=== Information shown ===

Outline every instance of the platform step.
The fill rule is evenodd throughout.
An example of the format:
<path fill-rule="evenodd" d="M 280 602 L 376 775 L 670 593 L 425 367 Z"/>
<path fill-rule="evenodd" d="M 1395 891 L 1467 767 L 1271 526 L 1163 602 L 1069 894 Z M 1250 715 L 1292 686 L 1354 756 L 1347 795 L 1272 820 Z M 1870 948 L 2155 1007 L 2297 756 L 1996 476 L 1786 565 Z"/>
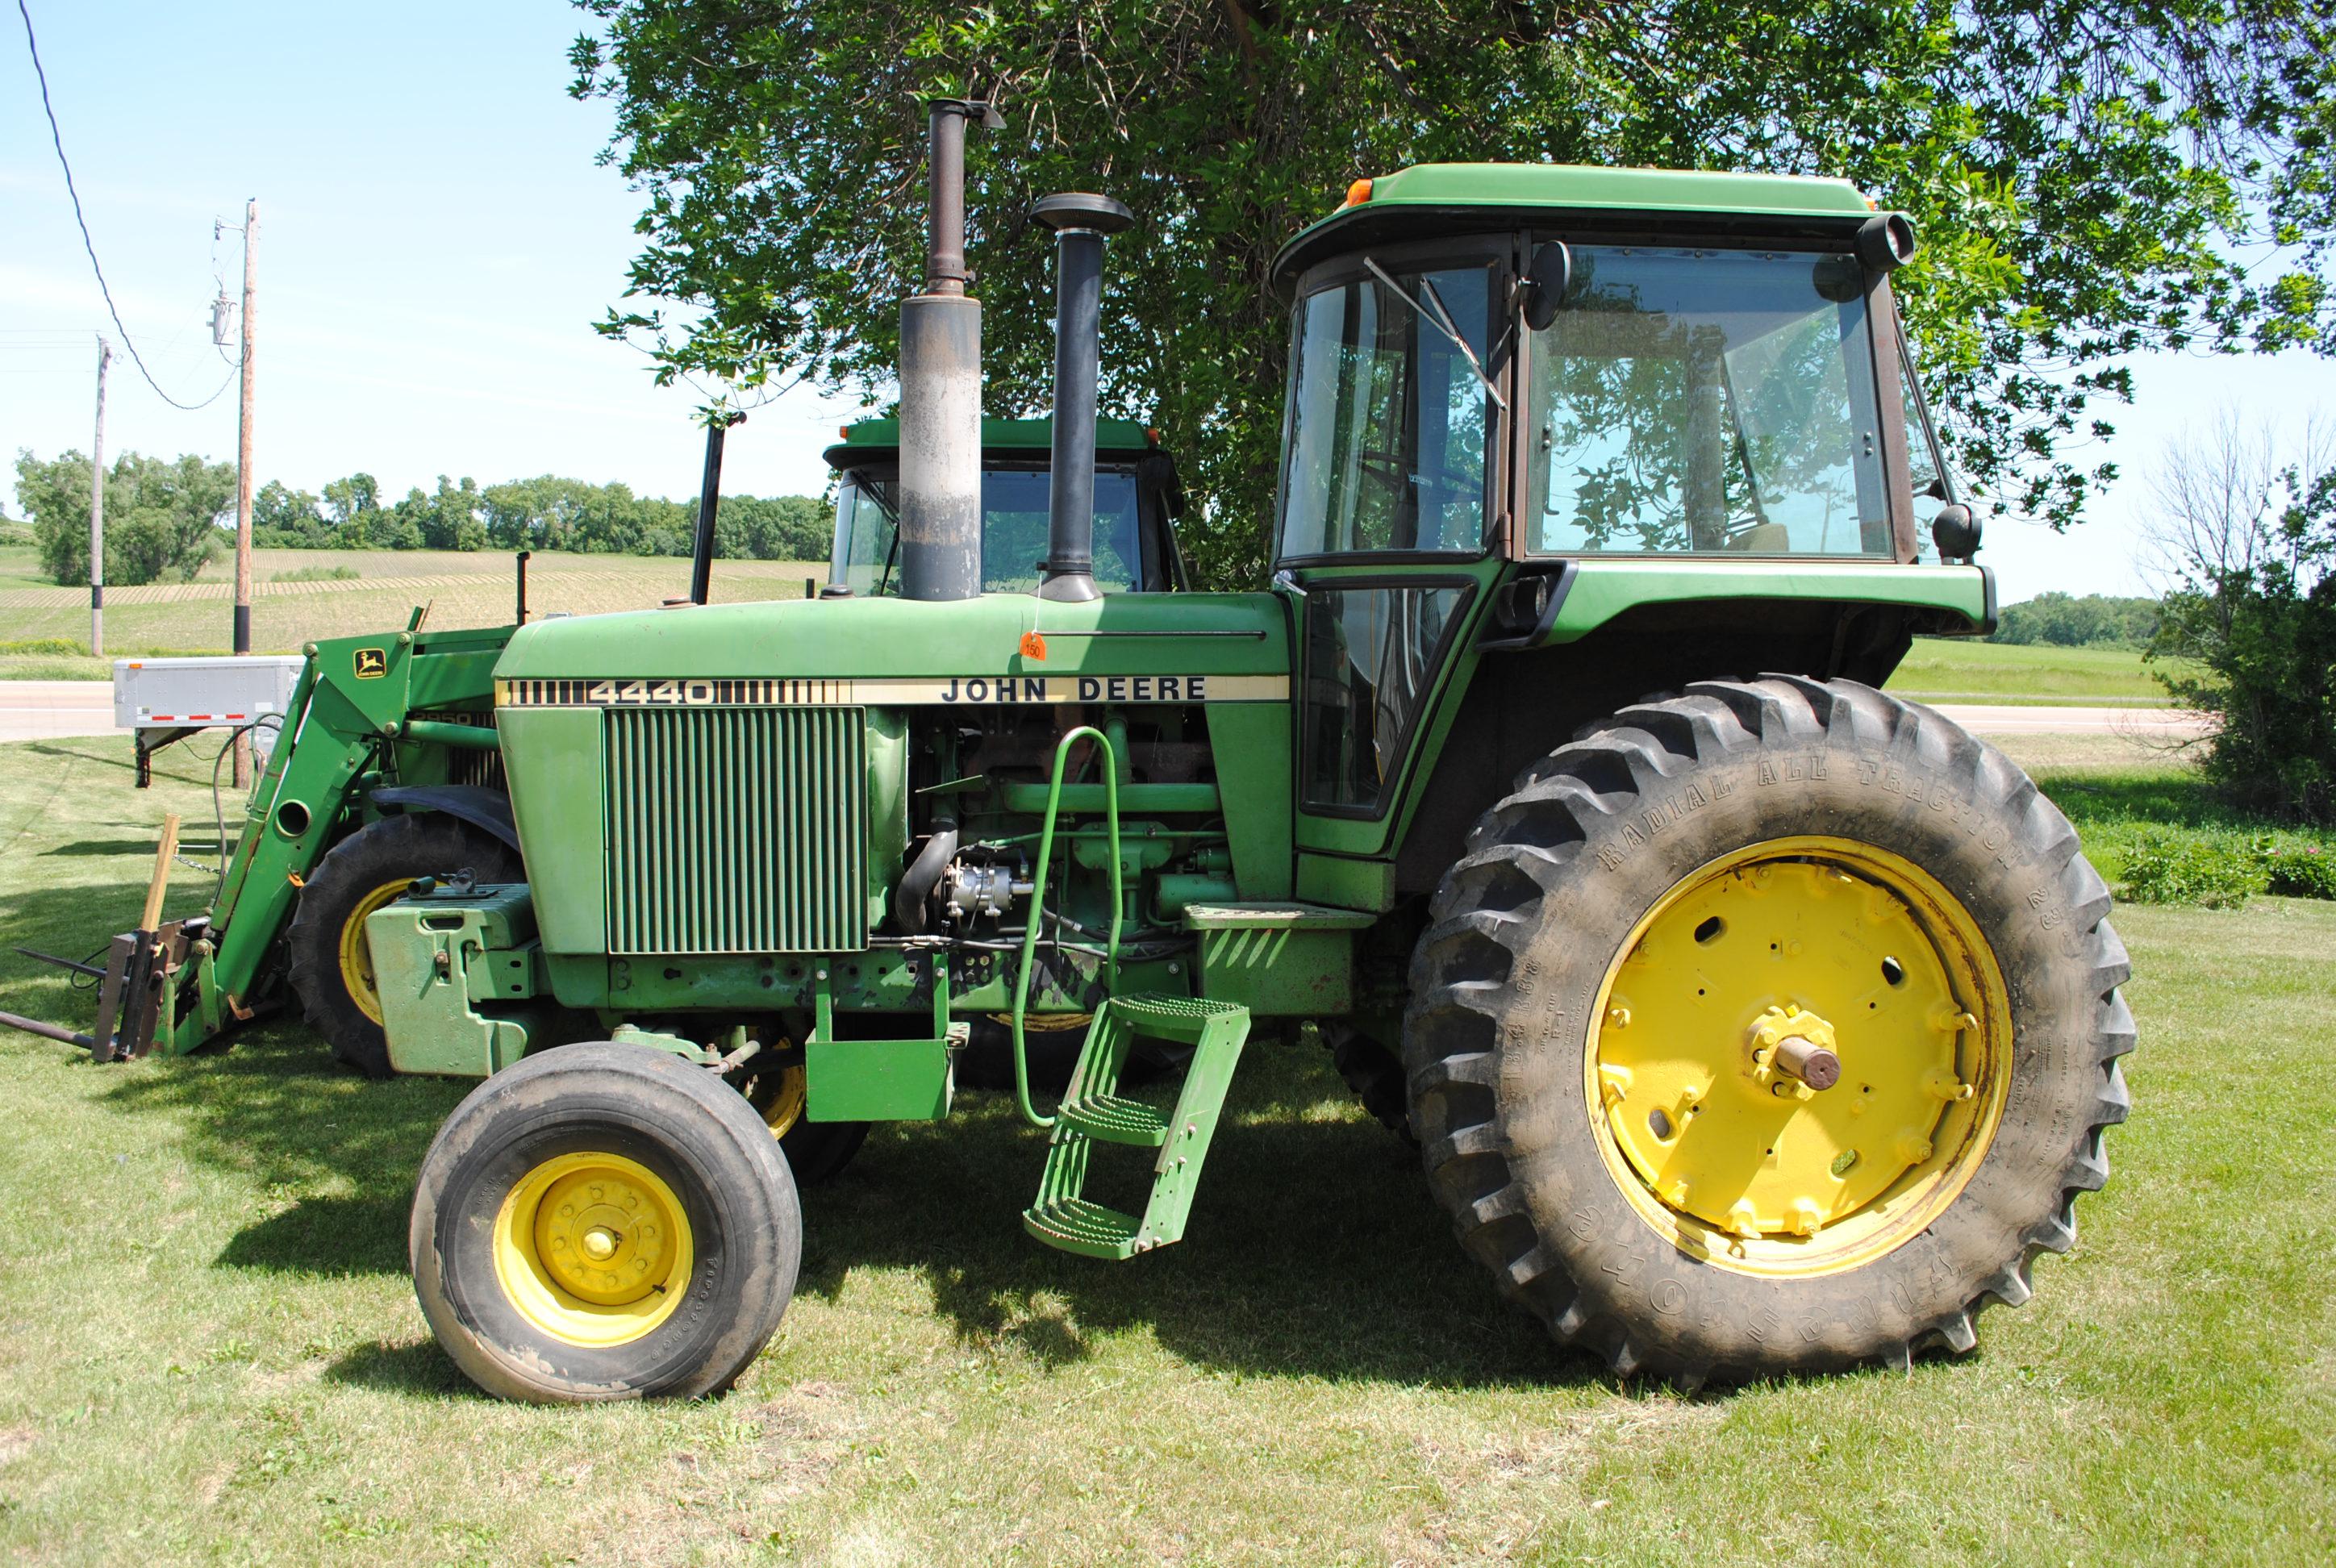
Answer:
<path fill-rule="evenodd" d="M 1249 1009 L 1237 1002 L 1212 1002 L 1199 997 L 1133 996 L 1114 997 L 1111 1005 L 1120 1022 L 1135 1033 L 1158 1040 L 1173 1040 L 1179 1045 L 1198 1045 L 1211 1024 L 1236 1016 L 1244 1033 L 1249 1025 Z"/>
<path fill-rule="evenodd" d="M 1143 1250 L 1137 1241 L 1143 1221 L 1085 1198 L 1057 1198 L 1025 1209 L 1022 1228 L 1050 1247 L 1083 1257 L 1132 1258 Z"/>
<path fill-rule="evenodd" d="M 1066 1100 L 1056 1109 L 1055 1125 L 1106 1144 L 1133 1144 L 1144 1149 L 1156 1149 L 1168 1141 L 1165 1111 L 1117 1095 Z"/>
<path fill-rule="evenodd" d="M 1162 1112 L 1119 1091 L 1138 1038 L 1192 1047 L 1176 1107 Z M 1225 1089 L 1249 1038 L 1249 1009 L 1194 997 L 1113 997 L 1095 1009 L 1071 1068 L 1070 1091 L 1055 1112 L 1038 1201 L 1023 1227 L 1051 1247 L 1091 1258 L 1132 1258 L 1181 1241 Z M 1098 1144 L 1160 1150 L 1142 1217 L 1091 1203 L 1088 1157 Z"/>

===

Of the entries above, repeat exactly the lines from the line with "An example of" through the line with "L 2155 1007", both of them included.

-- Answer for this exercise --
An example of the format:
<path fill-rule="evenodd" d="M 280 602 L 376 775 L 670 593 L 425 367 Z"/>
<path fill-rule="evenodd" d="M 1395 891 L 1467 767 L 1271 526 L 1163 602 L 1069 894 Z M 1250 715 L 1292 686 L 1354 756 L 1347 795 L 1272 820 Z M 1870 948 L 2155 1007 L 2297 756 L 1996 476 L 1786 565 Z"/>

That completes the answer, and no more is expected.